**Objective:** Copy out the records starting at the line containing "Task: identify the blurred" and ending at the line containing "<point>74,61</point>", swapping "blurred" for "hazy" and leaving everything else the same.

**Listed records:**
## Begin
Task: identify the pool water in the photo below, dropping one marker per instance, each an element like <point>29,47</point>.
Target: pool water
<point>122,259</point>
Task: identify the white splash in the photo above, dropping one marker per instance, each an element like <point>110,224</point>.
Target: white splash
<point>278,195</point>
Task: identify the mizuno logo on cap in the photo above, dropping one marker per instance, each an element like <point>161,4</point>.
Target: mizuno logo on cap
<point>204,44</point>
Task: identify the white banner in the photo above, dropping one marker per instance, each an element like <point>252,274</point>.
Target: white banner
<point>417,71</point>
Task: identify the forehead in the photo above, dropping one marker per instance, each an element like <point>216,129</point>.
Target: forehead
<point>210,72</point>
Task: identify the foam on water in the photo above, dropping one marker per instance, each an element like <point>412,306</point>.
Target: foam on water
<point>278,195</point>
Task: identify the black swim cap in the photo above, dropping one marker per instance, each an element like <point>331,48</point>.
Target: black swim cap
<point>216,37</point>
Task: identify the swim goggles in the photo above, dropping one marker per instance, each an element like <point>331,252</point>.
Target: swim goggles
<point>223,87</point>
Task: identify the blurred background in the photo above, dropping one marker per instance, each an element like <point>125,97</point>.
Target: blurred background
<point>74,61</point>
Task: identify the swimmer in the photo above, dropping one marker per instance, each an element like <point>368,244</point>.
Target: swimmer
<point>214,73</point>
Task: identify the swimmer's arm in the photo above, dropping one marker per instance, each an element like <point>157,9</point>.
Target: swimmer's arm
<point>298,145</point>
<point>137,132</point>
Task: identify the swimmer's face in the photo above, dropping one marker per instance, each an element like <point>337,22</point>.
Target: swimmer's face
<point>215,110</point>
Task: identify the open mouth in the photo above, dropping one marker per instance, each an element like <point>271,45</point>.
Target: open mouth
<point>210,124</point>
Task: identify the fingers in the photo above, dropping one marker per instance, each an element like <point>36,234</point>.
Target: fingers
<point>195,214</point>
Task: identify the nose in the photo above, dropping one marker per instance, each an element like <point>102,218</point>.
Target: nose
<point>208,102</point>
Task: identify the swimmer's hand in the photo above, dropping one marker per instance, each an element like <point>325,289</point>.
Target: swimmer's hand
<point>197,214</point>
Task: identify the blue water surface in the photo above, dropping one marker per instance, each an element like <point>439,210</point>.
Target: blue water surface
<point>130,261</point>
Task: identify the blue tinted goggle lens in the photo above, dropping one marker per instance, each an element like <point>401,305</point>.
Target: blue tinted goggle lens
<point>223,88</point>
## End
## Begin
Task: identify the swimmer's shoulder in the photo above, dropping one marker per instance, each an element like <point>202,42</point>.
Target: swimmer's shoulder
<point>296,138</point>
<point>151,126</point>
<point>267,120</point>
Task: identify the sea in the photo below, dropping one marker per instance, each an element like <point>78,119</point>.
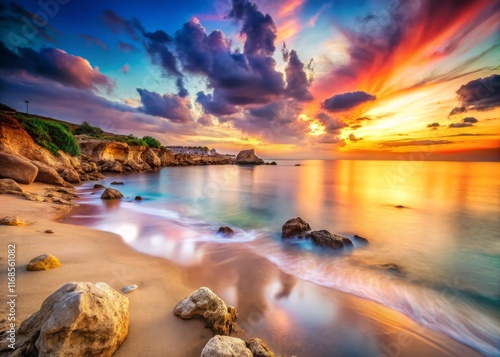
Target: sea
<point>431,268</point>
## End
## Begin
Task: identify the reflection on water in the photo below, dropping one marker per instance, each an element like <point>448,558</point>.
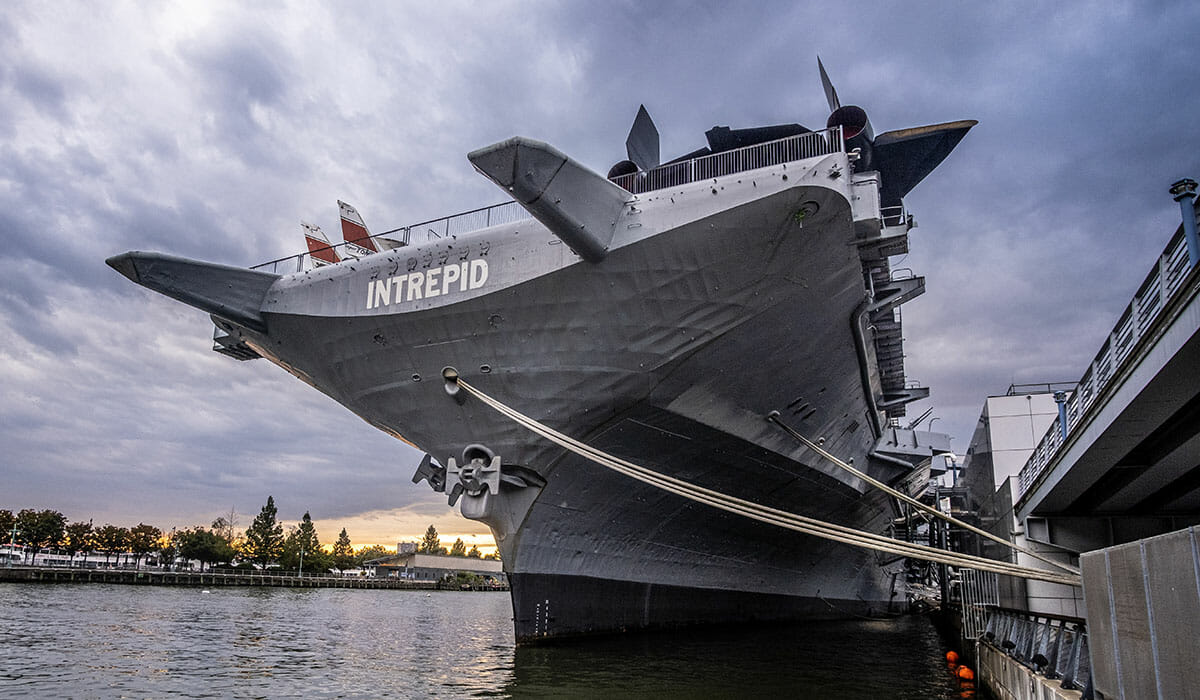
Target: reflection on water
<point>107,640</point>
## End
**Exercise result:**
Task: identify the hazy background in the photo above, dropping one marker per instance, each an element like <point>125,97</point>.
Target: hazy background
<point>74,61</point>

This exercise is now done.